* _Data supplied_

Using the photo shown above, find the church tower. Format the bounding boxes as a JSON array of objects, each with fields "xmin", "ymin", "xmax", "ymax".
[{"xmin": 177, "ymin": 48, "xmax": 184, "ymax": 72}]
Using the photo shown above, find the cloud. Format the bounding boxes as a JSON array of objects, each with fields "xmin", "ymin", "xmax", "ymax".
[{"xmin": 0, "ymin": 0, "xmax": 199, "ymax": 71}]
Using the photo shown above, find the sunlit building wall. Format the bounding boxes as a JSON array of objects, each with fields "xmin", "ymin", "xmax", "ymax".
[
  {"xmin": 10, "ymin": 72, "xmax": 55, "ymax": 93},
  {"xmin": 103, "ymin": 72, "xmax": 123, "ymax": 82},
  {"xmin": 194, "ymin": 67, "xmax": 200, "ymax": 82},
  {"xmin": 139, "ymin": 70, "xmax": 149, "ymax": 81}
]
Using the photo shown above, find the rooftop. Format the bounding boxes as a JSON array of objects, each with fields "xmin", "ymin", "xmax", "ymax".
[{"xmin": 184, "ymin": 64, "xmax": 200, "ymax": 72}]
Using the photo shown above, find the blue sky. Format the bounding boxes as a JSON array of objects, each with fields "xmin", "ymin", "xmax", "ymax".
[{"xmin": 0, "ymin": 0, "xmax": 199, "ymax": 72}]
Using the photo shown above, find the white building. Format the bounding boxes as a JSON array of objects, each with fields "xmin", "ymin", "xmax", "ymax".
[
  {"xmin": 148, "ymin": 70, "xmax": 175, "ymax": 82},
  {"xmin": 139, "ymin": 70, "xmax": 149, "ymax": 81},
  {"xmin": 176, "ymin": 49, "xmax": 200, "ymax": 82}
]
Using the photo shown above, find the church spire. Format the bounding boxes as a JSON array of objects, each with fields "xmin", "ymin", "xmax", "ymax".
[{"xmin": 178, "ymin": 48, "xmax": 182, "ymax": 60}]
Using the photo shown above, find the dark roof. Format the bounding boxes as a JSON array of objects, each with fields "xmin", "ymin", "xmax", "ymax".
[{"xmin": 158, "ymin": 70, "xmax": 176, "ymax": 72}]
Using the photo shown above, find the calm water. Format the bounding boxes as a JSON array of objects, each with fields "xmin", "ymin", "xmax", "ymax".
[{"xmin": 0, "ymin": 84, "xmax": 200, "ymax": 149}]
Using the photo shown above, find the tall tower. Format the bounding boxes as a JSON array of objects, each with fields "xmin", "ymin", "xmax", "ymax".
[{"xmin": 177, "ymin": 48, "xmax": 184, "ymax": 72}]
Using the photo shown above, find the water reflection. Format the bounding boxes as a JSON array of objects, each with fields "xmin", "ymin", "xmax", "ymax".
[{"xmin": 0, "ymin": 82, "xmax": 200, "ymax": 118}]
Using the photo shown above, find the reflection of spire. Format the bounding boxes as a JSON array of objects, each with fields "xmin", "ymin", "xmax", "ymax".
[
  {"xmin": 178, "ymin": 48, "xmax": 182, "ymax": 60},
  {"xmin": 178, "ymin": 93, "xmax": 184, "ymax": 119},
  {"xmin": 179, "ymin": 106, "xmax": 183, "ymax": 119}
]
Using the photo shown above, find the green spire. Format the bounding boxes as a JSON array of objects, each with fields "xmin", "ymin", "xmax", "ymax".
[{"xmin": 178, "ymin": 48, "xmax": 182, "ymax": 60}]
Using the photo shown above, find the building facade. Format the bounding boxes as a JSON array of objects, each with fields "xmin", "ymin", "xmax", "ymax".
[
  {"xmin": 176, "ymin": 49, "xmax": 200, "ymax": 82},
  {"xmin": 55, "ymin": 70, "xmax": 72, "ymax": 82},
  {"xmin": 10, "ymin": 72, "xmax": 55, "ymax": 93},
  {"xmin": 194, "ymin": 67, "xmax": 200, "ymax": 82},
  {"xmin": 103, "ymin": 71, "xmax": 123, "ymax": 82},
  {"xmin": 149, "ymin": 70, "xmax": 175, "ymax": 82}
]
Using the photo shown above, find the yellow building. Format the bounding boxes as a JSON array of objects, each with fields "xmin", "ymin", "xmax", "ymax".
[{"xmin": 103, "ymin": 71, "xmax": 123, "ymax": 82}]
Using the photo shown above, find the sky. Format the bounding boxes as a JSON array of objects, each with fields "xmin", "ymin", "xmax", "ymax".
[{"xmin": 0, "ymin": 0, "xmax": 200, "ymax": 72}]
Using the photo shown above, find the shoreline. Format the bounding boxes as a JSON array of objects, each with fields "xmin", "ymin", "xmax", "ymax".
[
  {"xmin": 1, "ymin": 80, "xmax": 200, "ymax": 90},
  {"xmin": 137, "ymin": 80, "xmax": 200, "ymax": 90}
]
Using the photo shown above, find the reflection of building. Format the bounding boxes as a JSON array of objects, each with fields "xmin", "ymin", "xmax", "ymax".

* _About this exercise_
Set down each line of the material above again, exactly.

* _Answer box_
Using the photo shown above, find the church tower. Format the bounding boxes as a JSON array of objects, each with fields "xmin", "ymin", "xmax", "ymax".
[{"xmin": 177, "ymin": 48, "xmax": 184, "ymax": 72}]
Using the photo shown above, find the cloud. Format the bounding boxes as a JSON array of objects, each with fields "xmin", "ymin", "xmax", "ymax".
[{"xmin": 0, "ymin": 0, "xmax": 199, "ymax": 71}]
Using the photo shown above, find the sunlit building wall. Format the bounding boxes as a JSON array of objects, each with fields "xmin", "ymin", "xmax", "ymax".
[
  {"xmin": 10, "ymin": 72, "xmax": 55, "ymax": 93},
  {"xmin": 103, "ymin": 72, "xmax": 123, "ymax": 82},
  {"xmin": 194, "ymin": 67, "xmax": 200, "ymax": 82},
  {"xmin": 139, "ymin": 70, "xmax": 149, "ymax": 81}
]
Using the photo shown above, find the rooftop. Format the bounding boxes as a JSON array of objects, each with fields "xmin", "ymin", "xmax", "ymax".
[{"xmin": 184, "ymin": 64, "xmax": 200, "ymax": 72}]
Using the photo shown above, find the blue sky. Format the bounding boxes as a JSON array of objects, each with fields "xmin", "ymin", "xmax", "ymax".
[{"xmin": 0, "ymin": 0, "xmax": 199, "ymax": 72}]
Using the photo shown above, find the white building. Format the bounding boxes as a JSON array of objects, each with fields "xmin", "ymin", "xmax", "ymax".
[
  {"xmin": 148, "ymin": 70, "xmax": 175, "ymax": 82},
  {"xmin": 139, "ymin": 70, "xmax": 149, "ymax": 81},
  {"xmin": 176, "ymin": 49, "xmax": 200, "ymax": 82}
]
Using the photo shown above, find the church spire. Format the bounding boxes as a JSON array of objects, each with fields "xmin", "ymin", "xmax", "ymax".
[{"xmin": 178, "ymin": 48, "xmax": 182, "ymax": 60}]
Using the photo shown above, find the dark roof. Format the bounding boxes as a JSON array of objects, each with fields "xmin", "ymin", "xmax", "ymax".
[{"xmin": 158, "ymin": 70, "xmax": 176, "ymax": 72}]
Using the photo shown above, find the calm water. Format the bounding boxes as a JSON array of objects, each with fields "xmin", "ymin", "xmax", "ymax".
[{"xmin": 0, "ymin": 84, "xmax": 200, "ymax": 149}]
Using the photo shown above, find the tall tower. Format the bounding boxes as a JSON array of objects, each with fields "xmin", "ymin", "xmax", "ymax".
[{"xmin": 177, "ymin": 48, "xmax": 184, "ymax": 72}]
Using the photo shown above, find the water reflection. Format the bounding boxes as a JSON array of objects, each with fields "xmin", "ymin", "xmax", "ymax".
[{"xmin": 0, "ymin": 82, "xmax": 200, "ymax": 118}]
Using the photo shown above, find the reflection of spire. Format the bounding boxes as a JSON array of objects, each with fields "xmin", "ymin", "xmax", "ymax".
[
  {"xmin": 178, "ymin": 48, "xmax": 182, "ymax": 60},
  {"xmin": 178, "ymin": 93, "xmax": 184, "ymax": 119},
  {"xmin": 179, "ymin": 106, "xmax": 183, "ymax": 119}
]
Using the photo shown above, find the green spire. Format the bounding boxes as a JSON array of objects, each with fields "xmin", "ymin", "xmax", "ymax".
[{"xmin": 178, "ymin": 48, "xmax": 182, "ymax": 60}]
Using the photo shown above, find the building facade. Format the bounding boxes as a JSON array of objects, each with fields "xmin", "ymin", "xmax", "ymax".
[
  {"xmin": 176, "ymin": 49, "xmax": 200, "ymax": 82},
  {"xmin": 55, "ymin": 70, "xmax": 72, "ymax": 82},
  {"xmin": 10, "ymin": 72, "xmax": 55, "ymax": 93},
  {"xmin": 194, "ymin": 67, "xmax": 200, "ymax": 82},
  {"xmin": 103, "ymin": 71, "xmax": 123, "ymax": 82},
  {"xmin": 149, "ymin": 70, "xmax": 175, "ymax": 82}
]
Using the photo shown above, find the yellow building. Format the bounding boxes as a JSON array of objects, each with fields "xmin", "ymin", "xmax", "ymax".
[{"xmin": 103, "ymin": 71, "xmax": 123, "ymax": 82}]
Using the photo shown above, find the sky. Format the bounding boxes as a JSON array of objects, each with fields "xmin", "ymin", "xmax", "ymax".
[{"xmin": 0, "ymin": 0, "xmax": 200, "ymax": 72}]
Using the photo shown above, find the shoreline. Format the bounding boxes as a JSON array of objects, each with fields "xmin", "ymin", "xmax", "ymax".
[
  {"xmin": 1, "ymin": 80, "xmax": 200, "ymax": 90},
  {"xmin": 137, "ymin": 80, "xmax": 200, "ymax": 90}
]
Using the photo shown above, find the reflection of building. Format the bounding boxes as a JSON array of objects, each with fields "xmin", "ymin", "xmax", "ymax".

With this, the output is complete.